- _Assignment_: Continue the text on dietary fat and the Dietary Guidelines for Americans, picking up after its last sentence.

- _Text section_:
For the first time in 35 years, the Dietary Guidelines for Americans has lifted the upper limit on how much fat Americans should consume. After a three-decade long “low fat craze” in North America, this may come as a surprise. But research continues to demonstrate that dietary fat is integral to a healthy diet.
The low-fat craze
“One of the most unfortunate unintended consequences of the fat-free crusade was the idea that if it wasn’t fat, it wouldn’t make you fat.” (Walter Willett, MD.)
After a string of US Senators died prematurely from heart attacks in the 1960’s and 70’s, US Senator, George McGovern, called a hearing in 1976 to raise awareness about the connections between human diet and illness. That hearing ultimately led to the first set of Dietary Guidelines for Americans.
In the decades that followed, low-fat diets became an obsession. Eggs, butter and whole milk products were feared and vilified because they were understood to cause high blood level cholesterol, heart disease and heart attack.
But even as Americans stopped eating fats, waistlines did not get smaller.
|In fact, during this same time period, obesity and Type II Diabetes began to rise.|
|As Americans cut back on dietary fats, highly processed sugars and carbohydrates filled the gap instead of the fruits and vegetables nutritionists had intended.|
The body and fat
The human body requires fat to survive and thrive. Dietary fats provide the body with long lasting energy and are critical for cells to grow. Not only do they help keep the human body warm, they also protect vital organs. Dietary fats are also responsible for helping the body absorb certain nutrients and key to producing important hormones.
The body needs fat. There is no way around it. But not all fats are equal.
Saturated fats mostly come from animal sources like meat and dairy. They are solid at room temperature and include the likes of pork, beef, lamb, cheese, butter and lard.

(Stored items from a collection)
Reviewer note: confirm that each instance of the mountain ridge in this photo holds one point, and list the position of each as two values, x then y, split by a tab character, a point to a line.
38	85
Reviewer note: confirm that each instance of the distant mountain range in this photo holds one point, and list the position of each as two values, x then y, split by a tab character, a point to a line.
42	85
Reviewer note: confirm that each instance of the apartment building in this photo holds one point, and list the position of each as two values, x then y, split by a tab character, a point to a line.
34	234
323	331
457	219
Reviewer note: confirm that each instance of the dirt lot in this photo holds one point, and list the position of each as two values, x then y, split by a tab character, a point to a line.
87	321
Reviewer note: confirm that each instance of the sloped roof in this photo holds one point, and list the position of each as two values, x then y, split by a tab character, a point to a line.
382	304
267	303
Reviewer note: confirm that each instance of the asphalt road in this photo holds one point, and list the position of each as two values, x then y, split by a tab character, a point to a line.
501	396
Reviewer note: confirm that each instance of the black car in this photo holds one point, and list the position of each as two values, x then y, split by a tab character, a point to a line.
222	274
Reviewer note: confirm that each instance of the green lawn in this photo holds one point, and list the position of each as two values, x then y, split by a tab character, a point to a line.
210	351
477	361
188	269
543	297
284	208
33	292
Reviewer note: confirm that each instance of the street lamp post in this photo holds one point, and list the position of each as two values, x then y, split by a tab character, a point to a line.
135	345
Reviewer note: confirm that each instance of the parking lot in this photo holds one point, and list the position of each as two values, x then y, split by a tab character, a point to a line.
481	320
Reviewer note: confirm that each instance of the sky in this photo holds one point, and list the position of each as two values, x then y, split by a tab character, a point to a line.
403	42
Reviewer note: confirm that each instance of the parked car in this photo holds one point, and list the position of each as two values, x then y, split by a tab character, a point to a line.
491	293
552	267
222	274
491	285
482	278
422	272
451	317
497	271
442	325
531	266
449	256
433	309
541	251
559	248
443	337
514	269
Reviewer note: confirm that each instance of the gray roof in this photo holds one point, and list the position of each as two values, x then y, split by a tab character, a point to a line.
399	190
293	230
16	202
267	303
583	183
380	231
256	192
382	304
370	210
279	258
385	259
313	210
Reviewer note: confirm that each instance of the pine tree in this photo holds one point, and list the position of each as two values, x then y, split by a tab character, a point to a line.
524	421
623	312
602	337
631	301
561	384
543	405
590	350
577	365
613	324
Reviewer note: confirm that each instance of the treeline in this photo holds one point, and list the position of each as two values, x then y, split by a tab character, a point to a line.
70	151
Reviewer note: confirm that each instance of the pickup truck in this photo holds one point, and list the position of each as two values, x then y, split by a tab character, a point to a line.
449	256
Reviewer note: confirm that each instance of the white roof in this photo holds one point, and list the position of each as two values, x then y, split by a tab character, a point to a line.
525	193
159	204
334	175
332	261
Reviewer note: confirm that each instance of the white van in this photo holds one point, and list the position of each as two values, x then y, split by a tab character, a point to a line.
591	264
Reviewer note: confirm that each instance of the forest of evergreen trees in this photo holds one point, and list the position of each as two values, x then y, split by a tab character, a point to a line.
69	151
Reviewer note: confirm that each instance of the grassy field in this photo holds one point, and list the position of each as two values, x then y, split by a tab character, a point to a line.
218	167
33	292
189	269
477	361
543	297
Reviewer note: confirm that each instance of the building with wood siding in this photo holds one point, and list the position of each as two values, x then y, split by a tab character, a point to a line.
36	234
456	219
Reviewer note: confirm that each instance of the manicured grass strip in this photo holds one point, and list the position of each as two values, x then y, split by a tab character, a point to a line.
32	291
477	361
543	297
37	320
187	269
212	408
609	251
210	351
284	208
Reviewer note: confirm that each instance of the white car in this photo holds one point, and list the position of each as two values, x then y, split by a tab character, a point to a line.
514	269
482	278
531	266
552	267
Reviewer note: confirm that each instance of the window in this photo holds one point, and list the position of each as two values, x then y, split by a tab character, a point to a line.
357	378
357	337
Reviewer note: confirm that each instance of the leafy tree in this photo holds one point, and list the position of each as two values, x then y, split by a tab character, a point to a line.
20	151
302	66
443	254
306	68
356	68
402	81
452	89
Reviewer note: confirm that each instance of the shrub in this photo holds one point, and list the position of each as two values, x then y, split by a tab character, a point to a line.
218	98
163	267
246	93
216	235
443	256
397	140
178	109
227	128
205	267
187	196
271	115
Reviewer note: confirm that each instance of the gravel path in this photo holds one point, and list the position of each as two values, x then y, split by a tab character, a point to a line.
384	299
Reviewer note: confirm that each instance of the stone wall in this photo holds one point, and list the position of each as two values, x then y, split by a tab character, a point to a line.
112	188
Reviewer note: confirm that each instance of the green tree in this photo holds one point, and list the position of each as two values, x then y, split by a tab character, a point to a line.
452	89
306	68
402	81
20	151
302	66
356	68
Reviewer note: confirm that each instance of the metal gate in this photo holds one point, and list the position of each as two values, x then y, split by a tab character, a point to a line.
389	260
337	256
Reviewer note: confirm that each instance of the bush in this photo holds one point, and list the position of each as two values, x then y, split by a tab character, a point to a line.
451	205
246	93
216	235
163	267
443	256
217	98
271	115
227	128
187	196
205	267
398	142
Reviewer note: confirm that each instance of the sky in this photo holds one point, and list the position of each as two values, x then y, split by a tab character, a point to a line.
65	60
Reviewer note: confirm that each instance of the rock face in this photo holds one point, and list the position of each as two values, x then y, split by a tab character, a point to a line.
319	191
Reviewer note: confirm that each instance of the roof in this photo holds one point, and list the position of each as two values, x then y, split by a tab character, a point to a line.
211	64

- _Task output_:
Transfats can be both artificial and naturally-occurring. Milk and meat products can contain some trans fats. Artificial trans fats are made during the industrial process when hydrogen is added to liquid vegetable oils to make them more solid. Any time you see the words ‘partially hydrogenated oils”, trans fats are present. Trans fats do raise cholesterol levels and can increase the risk of developing heart disease, type 2 diabetes and stroke.
Monounsaturated fats are typically found in oils. These oils are most often in a liquid state at room temperature but turn solid when cooled. Examples include olive, canola and peanut oil as well as peanut butter, seeds and nuts and avocados. Monounsaturated fats contain vitamin E and can help maintain and build the body’s cells. More here:
Similar to monounsaturated fats, polyunsaturated fats are also found in many oils and are often found in a liquid state at room temperature, but when chilled, become solid. In addition to providing vitamin E, polyunsaturated fats also contain omega-6 and omega-3 fatty acids which humans must get from eating food. Examples of foods high in polyunsaturated fats include soybean, corn and sunflower oil, and fatty fish like mackerel, trout and salmon.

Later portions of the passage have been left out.